**WORK ORDER**
Among the entries below, how many lines include the word "grassy"? Reply with only the number.

**EXERCISE MATERIAL**
##########

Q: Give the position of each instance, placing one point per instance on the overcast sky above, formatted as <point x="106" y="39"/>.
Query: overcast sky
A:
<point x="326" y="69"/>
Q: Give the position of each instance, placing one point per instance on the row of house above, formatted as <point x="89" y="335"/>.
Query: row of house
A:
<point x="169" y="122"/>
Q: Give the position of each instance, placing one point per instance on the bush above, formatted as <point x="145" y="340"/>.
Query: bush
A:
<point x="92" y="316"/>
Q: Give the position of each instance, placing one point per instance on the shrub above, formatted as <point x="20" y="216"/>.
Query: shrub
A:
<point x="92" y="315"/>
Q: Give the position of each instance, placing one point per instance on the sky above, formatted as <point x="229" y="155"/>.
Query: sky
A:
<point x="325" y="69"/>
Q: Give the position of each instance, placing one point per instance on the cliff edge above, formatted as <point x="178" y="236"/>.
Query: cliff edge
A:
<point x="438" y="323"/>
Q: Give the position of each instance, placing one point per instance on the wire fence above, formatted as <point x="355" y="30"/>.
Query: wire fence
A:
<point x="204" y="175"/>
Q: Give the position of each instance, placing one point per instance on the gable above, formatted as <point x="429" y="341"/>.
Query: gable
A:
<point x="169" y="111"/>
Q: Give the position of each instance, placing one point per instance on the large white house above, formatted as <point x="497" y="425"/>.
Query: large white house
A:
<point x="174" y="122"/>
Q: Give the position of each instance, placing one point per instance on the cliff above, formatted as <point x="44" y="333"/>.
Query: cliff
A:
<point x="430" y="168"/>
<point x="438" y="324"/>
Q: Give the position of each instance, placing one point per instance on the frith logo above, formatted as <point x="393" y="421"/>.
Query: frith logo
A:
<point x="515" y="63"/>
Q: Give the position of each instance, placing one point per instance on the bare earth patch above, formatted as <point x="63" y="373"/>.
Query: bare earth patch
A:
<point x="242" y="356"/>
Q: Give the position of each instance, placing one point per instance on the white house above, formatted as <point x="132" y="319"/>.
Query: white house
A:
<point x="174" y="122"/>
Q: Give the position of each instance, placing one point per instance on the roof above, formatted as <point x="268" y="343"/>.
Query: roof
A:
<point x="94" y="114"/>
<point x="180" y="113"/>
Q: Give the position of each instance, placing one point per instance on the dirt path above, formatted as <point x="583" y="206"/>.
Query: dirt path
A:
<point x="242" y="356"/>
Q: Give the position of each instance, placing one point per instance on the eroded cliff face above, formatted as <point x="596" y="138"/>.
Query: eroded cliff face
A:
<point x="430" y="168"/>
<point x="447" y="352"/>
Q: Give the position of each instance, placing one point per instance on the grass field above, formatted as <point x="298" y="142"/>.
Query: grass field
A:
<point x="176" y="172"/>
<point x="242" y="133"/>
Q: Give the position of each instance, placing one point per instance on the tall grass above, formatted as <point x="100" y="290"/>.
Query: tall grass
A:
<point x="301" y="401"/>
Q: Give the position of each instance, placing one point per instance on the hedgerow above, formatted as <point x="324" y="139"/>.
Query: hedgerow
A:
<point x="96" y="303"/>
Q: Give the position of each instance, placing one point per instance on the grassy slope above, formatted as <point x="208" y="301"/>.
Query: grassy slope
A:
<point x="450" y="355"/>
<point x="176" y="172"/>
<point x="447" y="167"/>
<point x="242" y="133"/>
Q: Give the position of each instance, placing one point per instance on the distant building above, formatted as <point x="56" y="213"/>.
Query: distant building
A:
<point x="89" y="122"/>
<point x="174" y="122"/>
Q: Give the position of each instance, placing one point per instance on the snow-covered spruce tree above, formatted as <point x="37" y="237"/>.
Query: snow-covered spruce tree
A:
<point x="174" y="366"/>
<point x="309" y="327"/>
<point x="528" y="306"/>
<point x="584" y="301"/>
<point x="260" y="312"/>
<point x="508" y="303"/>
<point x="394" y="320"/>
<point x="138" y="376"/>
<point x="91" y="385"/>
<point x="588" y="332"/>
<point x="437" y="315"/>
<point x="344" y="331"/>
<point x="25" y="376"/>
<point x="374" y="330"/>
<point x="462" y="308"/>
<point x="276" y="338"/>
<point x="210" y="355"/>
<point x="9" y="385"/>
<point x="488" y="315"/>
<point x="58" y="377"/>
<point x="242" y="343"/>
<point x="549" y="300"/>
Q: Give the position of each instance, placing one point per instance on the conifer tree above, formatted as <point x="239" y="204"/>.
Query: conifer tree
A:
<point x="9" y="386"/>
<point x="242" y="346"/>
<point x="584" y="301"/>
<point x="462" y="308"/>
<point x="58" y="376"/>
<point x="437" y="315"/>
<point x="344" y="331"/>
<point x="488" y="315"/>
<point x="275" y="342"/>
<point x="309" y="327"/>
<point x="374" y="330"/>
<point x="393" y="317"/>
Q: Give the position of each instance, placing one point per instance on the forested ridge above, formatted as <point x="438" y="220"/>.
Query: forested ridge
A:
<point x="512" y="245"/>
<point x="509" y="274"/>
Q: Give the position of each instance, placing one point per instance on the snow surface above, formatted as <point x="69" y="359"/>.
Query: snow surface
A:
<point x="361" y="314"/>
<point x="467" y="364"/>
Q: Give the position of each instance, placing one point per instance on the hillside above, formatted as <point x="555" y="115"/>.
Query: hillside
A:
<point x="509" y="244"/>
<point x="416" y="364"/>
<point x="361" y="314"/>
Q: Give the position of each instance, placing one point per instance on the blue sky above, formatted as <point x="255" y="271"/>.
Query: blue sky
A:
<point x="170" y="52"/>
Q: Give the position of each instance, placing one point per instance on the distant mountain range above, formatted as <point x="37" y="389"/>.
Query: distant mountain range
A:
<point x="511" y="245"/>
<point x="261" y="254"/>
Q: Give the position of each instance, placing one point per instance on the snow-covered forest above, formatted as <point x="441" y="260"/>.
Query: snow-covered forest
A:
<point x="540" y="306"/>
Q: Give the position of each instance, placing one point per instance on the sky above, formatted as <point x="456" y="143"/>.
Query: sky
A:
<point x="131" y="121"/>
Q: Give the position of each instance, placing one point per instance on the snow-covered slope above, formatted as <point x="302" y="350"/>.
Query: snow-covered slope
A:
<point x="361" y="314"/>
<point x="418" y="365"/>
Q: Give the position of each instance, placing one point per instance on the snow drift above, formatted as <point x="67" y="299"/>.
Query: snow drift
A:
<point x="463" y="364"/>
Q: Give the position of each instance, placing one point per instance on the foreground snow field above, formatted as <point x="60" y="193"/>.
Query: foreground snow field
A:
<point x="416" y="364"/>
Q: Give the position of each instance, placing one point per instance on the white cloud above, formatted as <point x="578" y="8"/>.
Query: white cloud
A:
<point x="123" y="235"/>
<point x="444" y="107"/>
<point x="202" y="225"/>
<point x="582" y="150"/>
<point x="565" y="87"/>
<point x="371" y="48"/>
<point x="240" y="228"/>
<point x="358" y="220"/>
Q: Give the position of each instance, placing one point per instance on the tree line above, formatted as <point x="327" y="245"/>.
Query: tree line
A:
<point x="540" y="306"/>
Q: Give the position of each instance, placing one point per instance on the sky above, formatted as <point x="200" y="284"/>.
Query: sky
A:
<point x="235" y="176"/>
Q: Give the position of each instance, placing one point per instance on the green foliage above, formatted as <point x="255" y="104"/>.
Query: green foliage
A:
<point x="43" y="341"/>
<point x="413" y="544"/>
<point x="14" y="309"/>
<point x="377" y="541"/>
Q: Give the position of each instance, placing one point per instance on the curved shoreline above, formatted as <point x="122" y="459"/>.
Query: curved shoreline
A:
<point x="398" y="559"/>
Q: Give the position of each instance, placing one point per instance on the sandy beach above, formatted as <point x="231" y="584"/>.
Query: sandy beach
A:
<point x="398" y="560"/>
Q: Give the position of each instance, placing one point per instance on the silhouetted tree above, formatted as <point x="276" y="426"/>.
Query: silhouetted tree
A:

##########

**EXERCISE SOLUTION**
2